EXERCISE DESCRIPTION — What is needed here is an exact repetition of the records below, beginning at the line that has "Put a point on every instance of the footpath" and stopping after the line that has "Put a point on every instance of the tree line.".

(RECORDS FOR THIS TASK)

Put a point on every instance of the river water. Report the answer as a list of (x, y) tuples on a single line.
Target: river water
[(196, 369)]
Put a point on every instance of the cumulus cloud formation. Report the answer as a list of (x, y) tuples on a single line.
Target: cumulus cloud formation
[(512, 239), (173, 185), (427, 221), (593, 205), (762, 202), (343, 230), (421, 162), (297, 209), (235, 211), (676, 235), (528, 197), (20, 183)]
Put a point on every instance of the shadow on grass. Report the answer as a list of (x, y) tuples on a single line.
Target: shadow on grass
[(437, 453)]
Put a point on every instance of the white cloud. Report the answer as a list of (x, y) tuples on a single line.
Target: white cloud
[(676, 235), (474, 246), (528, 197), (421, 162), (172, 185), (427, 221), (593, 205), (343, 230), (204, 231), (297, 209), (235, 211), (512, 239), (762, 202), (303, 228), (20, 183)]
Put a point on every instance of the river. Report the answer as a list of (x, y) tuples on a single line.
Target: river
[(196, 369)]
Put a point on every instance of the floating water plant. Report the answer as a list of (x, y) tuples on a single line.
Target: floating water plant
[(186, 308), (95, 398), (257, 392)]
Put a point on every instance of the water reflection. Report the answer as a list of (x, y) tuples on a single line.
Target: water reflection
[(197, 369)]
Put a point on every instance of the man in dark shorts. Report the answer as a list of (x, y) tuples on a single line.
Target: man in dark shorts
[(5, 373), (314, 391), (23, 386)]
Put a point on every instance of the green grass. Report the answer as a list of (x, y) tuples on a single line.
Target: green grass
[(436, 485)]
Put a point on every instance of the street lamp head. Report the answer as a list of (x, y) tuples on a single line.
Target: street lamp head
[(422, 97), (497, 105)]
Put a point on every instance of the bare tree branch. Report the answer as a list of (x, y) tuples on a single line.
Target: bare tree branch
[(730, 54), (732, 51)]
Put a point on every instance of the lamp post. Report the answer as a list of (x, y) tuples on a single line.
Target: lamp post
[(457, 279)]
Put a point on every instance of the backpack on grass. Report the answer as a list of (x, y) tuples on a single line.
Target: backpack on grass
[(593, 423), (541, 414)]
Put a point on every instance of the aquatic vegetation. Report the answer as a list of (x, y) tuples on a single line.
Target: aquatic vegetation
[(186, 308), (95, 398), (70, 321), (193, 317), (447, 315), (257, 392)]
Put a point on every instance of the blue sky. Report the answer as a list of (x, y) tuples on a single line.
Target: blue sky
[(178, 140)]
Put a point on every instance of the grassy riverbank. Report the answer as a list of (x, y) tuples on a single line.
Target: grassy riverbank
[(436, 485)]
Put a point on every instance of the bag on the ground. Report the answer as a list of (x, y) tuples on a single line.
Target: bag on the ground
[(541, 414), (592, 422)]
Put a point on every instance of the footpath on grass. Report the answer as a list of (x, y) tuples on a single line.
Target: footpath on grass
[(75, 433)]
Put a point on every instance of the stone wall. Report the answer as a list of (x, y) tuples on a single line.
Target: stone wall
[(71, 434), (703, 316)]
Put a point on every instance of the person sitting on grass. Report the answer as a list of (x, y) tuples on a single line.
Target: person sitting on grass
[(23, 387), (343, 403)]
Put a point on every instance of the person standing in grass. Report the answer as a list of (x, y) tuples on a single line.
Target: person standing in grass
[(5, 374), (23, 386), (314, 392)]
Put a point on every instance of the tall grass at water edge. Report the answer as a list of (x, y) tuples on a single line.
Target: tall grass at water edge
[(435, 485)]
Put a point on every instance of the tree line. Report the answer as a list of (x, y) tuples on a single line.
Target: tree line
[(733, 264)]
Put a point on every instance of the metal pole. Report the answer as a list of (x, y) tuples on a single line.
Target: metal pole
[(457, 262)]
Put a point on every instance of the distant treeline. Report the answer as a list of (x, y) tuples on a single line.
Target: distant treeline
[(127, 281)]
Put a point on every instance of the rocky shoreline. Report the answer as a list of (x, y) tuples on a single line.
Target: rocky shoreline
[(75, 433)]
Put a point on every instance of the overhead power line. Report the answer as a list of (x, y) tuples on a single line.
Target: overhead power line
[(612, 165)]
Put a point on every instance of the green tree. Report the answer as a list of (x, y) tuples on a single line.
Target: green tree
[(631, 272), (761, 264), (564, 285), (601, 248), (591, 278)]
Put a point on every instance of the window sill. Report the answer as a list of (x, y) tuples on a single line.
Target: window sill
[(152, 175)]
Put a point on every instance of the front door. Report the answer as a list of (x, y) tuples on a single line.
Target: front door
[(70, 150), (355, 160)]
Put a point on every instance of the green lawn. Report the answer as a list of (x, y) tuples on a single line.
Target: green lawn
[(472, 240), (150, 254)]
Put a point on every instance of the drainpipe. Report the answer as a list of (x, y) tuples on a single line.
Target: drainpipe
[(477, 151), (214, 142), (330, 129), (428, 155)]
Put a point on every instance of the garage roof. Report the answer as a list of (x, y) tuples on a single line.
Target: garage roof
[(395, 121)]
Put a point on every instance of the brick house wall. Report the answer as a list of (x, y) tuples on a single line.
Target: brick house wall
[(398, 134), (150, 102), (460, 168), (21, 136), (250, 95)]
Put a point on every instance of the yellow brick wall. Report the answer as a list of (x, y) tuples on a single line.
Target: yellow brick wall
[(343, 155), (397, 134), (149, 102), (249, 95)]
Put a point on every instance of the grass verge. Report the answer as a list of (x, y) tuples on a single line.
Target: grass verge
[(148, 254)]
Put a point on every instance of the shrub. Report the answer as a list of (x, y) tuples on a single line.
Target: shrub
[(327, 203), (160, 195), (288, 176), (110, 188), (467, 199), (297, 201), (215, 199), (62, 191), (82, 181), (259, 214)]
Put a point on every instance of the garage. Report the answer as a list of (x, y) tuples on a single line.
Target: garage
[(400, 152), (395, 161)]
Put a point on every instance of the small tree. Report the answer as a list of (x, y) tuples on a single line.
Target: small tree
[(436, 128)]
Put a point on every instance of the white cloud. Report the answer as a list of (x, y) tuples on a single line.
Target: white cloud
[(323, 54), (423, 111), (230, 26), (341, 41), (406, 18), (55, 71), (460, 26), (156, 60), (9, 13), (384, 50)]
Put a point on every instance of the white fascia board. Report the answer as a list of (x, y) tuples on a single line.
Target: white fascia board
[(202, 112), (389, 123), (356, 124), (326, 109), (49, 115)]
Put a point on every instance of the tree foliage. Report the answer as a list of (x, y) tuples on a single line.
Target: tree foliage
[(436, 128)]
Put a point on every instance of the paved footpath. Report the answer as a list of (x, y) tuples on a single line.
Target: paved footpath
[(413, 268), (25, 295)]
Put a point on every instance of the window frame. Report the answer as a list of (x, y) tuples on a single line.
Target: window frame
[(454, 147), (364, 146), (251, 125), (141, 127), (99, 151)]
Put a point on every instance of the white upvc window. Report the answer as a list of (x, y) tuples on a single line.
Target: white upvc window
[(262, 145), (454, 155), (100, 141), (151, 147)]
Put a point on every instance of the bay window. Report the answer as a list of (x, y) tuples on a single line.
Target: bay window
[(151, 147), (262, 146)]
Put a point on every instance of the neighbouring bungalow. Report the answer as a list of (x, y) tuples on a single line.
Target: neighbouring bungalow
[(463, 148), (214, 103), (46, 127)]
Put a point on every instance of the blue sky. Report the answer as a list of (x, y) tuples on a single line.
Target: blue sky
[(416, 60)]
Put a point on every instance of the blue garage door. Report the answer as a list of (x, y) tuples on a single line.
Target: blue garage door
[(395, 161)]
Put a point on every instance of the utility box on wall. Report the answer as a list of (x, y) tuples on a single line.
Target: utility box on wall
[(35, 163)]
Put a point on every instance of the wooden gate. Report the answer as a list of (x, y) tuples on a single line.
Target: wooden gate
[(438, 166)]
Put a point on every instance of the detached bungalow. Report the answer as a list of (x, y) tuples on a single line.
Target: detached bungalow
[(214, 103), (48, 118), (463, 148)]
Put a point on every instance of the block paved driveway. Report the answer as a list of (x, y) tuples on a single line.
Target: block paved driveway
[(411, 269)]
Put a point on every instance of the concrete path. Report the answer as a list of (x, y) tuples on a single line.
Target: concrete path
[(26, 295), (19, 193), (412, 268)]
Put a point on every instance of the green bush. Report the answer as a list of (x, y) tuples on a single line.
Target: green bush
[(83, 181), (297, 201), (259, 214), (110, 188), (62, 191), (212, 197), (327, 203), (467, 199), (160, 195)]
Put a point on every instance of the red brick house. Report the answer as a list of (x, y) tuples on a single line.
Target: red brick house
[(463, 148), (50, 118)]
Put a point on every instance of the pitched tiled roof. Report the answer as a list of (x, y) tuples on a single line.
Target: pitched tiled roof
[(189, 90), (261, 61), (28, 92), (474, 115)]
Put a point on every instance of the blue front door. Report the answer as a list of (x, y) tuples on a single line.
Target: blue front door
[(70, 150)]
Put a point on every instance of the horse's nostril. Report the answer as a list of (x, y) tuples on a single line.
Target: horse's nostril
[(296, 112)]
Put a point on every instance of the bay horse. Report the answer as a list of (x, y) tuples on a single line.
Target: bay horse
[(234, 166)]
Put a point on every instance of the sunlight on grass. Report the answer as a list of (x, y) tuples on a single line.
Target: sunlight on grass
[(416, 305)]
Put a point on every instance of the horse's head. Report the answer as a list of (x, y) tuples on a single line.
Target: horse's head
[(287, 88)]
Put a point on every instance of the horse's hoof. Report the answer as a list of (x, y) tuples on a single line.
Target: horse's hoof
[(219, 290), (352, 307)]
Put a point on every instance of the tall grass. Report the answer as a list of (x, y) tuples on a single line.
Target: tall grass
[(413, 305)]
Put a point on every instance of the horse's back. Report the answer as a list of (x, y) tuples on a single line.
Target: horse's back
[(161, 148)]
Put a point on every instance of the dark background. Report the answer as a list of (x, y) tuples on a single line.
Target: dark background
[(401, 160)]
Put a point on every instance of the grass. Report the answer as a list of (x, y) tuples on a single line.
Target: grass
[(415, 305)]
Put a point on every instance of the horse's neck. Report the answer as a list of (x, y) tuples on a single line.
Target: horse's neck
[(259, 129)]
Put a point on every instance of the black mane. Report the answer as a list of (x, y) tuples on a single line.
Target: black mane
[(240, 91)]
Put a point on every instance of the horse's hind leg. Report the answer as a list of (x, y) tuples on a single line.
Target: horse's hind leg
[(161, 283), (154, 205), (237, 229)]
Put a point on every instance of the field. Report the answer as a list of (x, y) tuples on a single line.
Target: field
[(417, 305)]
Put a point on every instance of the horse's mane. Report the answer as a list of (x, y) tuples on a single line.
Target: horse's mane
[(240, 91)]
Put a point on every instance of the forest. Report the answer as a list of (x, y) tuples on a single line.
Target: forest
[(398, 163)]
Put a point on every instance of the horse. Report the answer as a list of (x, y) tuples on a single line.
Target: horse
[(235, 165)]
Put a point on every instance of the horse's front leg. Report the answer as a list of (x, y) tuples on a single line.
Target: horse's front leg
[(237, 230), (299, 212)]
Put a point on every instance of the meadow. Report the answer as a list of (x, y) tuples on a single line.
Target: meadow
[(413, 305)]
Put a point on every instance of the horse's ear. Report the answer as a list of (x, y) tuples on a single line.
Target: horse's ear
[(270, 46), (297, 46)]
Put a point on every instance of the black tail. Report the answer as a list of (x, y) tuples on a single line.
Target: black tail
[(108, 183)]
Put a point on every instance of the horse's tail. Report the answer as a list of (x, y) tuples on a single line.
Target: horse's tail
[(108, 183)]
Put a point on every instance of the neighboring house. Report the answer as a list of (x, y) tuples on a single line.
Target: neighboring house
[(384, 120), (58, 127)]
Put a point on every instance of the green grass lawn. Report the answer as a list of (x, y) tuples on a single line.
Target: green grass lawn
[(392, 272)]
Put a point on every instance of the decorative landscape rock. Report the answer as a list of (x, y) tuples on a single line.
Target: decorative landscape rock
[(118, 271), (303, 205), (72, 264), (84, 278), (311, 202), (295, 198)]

(End RECORDS FOR THIS TASK)

WRITTEN SOLUTION —
Put a point on every instance of the footpath on grass. Report the answer as a list of (x, y) tuples on a single line.
Target: footpath on grass
[(75, 433)]
Put a point on every instance of the stone wall. Report the answer as a list of (x, y) tuples on a single line.
Target: stone wall
[(71, 434), (703, 316)]
Put a point on every instance of the person sitting on grass. Report the answer as a list of (x, y) tuples on a single line.
Target: person sitting on grass
[(23, 387), (343, 403)]
Put a point on every instance of the person standing in grass. Report the answer as a list of (x, y) tuples on a single line.
Target: person standing in grass
[(5, 374), (23, 386), (314, 392)]
Put a point on every instance of the tall grass at water edge. Report the answer as a list of (x, y) tuples on a single line.
Target: tall grass at water edge
[(435, 485)]
Put a point on every instance of the tree line. Report the answer as a list of (x, y) tuples on a single line.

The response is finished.